A COPY OF BANKSHARES' ANNUAL REPORT ON FORM 10-K AS FILED WITH THE SECURITIES
AND EXCHANGE COMMISSION WILL BE FURNISHED WITHOUT CHARGE TO STOCKHOLDERS AS OF
THE RECORD DATE UPON WRITTEN REQUEST TO: MARILYN B. BUHYOFF, SECRETARY AND
COUNSEL,  NATIONAL BANKSHARES, INC., P.O. BOX 90002, BLACKSBURG, VIRGINIA
24062-9002.

                                       14
                                     



                            NATIONAL BANKSHARES, INC.
                               101 Hubbard Street
                              Blacksburg, VA 24060
                                 P.O. Box 90002
                            Blacksburg, VA 24062-9002


                                      PROXY

================================================================================


                        THIS PROXY IS SOLICITED ON BEHALF
                            OF THE BOARD OF DIRECTORS
        The undersigned hereby appoints Lindsay Coleman, of Blacksburg, Virginia
and Howard H. Hale of Bluefield, West Virginia, or each of them, as Proxies,
each with the power to appoint his substitute, and hereby authorizes them to
represent and to vote as designated below, all the shares of Common Stock of
National Bankshares, Inc. held of record by the undersigned on March 6, 2003, at
the Annual Meeting of Stockholders to be held on April 8, 2003, or at any
adjournments thereof.

### [Supplied material]
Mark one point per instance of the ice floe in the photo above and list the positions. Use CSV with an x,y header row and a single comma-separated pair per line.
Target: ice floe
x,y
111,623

### [Required tasks]
A. In the National Bankshares proxy form, what gives Lindsay Coleman and Howard H. Hale the right to vote the signer's shares? Answer in one to three sentences.
B. Carry on the National Bankshares proxy form from the point where it ends.

### [Expected results]
A. The signer appoints them, or each of them, as Proxies and authorizes them to represent and vote all of the signer's National Bankshares, Inc. Common Stock held of record on March 6, 2003. They may vote as designated at the Annual Meeting of Stockholders on April 8, 2003, or at any adjournments.

B.
================================================================================
1.      Election of Directors

        ___ FOR all nominees listed below             ___ WITHHOLD AUTHORITY
            (except as marked to the                      to vote for all
            contrary below)                               nominees listed below

     (INSTRUCTION: To withhold authority to vote for any individual nominee,
          strike a line through the nominee's name in the list below.)

                                 L. Allen Bowman
                                 Paul A. Duncan
                                 Mary G. Miller

2.      Approval of an amendment of the Company's Articles of Incorporation to
        increase the number of authorized shares of common stock from 5 million
        shares to 10 million shares, as described in the Proxy Statement dated
        March 13, 2003.

            ____ FOR           ____ AGAINST           ____ ABSTAIN

3.      In their discretion, the Proxies are authorized to vote upon such other
        business as may properly come before the meeting or any adjournments
        thereof.

        This proxy when properly executed will be voted in the manner directed
        herein by the undersigned stockholder. If no direction is made, this
        proxy will be voted for Proposal 1 and Proposal 2 set forth above.

        The undersigned acknowledges receipt of the Proxy Statement dated March
        13, 2003.

        Please sign exactly as your name appears below. When shares are held by
        joint tenants, both should sign. When signing as attorney, executor,
        administrator, trustee or guardian, please give full title as such. If a
        corporation, please sign in full corporate name by President or other
        authorized officer. If partnership, please sign in partnership name by
        authorized person.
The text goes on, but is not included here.